--- START ---
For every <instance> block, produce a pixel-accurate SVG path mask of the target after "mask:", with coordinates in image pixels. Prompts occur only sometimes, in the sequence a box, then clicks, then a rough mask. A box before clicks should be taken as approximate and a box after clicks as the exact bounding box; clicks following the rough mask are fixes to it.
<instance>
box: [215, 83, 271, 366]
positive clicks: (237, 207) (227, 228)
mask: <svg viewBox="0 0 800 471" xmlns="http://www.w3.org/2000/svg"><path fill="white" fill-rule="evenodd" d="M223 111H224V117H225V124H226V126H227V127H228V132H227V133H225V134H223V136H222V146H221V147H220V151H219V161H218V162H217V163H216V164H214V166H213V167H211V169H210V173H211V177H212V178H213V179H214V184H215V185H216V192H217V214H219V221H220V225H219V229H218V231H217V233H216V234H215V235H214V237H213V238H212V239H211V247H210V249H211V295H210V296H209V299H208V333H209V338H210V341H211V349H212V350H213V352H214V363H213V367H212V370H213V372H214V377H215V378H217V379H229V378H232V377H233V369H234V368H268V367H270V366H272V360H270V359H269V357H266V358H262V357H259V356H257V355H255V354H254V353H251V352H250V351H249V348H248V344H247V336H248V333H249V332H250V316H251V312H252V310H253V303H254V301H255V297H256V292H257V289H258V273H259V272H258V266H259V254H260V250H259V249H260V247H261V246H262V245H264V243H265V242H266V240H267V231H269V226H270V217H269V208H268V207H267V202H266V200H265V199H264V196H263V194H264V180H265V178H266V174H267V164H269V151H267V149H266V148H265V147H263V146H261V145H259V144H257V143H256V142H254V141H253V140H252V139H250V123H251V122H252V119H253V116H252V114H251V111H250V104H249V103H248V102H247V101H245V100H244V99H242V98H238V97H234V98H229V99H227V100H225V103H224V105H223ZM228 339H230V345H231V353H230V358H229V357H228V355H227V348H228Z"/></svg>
--- END ---
What you will do
The lines from the beginning of the records through the line containing "box: [215, 83, 271, 366]" should be reproduced exactly. Include nothing else.

Task output
For every <instance> block, produce a pixel-accurate SVG path mask of the target after "mask:", with coordinates in image pixels. Prompts occur only sometimes, in the sequence a box, then clicks, then a rough mask. A box before clicks should be taken as approximate and a box after clicks as the exact bounding box; clicks following the rough mask are fixes to it.
<instance>
box: [215, 83, 271, 366]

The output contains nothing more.